Autor Wątek: "Droga do zatracenia"  (Przeczytany 23142 razy)

0 użytkowników i 1 Gość przegląda ten wątek.

Offline empro

Re: Droga do Zatracenia
« Odpowiedź #15 dnia: Grudzień 14, 2005, 09:40:02 pm »
Cytat: "Dariusz Hallmann"
Komiks - majstersztyk!
Film - daleki od majstersztyku!


no film nie był aż tak zły, fakt, że moim zdaniem nie trzymał kllimatu komiksu ale można było zobaczyć

Offline Gashu

"Droga do zatracenia"
« Odpowiedź #16 dnia: Grudzień 14, 2005, 10:32:28 pm »
Obejrzałem film, przed przeczytaniem komiksu. Bardzo mi się on spodobał. Później zapoznałem sie z komiksem i zobaczyłem, że opowiedziana w nim historia, różni się w wielu aspektach od swojej filmowej adaptacji .
Nie zmienia to jednak faktu, że obraz Sama Mendesa to kawał dobrego kina jest.
They say when you talk to God it's prayer.
But when God talks to you, it's schizophrenia."
--------------
http://twitter.com/gashuPL

Offline empro

"Droga do zatracenia"
« Odpowiedź #17 dnia: Grudzień 14, 2005, 10:48:38 pm »

- Wpisy zbioru danych:
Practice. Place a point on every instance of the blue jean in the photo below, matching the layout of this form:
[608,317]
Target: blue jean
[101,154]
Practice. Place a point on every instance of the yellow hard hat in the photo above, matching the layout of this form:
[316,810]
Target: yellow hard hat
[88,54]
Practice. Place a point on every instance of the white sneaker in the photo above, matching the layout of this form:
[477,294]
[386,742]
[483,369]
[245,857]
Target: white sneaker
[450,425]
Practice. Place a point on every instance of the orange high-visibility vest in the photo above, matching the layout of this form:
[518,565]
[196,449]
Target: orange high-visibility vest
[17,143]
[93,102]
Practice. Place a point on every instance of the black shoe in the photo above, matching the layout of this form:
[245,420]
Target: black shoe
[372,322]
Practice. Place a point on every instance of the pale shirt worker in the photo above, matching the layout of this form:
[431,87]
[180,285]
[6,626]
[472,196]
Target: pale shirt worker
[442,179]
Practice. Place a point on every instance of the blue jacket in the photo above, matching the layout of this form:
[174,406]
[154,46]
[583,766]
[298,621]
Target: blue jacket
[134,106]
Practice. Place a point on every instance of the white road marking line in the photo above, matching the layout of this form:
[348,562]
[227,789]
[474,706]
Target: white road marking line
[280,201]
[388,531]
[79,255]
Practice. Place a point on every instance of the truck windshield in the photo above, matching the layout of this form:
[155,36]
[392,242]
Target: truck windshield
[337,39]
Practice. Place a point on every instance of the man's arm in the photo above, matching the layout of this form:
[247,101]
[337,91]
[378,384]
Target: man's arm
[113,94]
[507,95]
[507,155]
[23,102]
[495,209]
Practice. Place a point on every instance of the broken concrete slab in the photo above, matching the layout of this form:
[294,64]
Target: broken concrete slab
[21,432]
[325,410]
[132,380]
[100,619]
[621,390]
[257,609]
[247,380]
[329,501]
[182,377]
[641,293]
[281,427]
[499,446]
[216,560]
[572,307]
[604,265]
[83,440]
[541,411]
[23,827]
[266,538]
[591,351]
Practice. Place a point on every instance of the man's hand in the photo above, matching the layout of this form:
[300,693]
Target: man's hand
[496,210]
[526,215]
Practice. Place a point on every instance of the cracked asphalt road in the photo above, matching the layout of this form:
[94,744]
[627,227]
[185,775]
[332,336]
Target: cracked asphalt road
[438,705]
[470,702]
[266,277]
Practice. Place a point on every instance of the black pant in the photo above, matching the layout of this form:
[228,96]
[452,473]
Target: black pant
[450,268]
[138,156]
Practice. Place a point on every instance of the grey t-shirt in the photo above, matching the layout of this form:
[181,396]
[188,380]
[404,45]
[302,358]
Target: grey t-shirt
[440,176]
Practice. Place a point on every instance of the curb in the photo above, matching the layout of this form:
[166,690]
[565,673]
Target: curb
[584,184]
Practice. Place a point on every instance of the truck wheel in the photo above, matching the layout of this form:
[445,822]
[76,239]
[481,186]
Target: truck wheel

- Polecenie:
Na podstawie fragmentu odpowiedz krótko na pytania:
1. Czego, zdaniem użytkownika empro, film nie oddawał?
2. Co użytkownik Gashu poznał wcześniej: film czy komiks?
3. Czyj obraz Gashu nazywa „kawałem dobrego kina”?
Wykaz nie ma żadnego związku z fragmentem.

- Rozwiązanie:
1. Klimatu komiksu.
2. Film.
3. Sama Mendesa.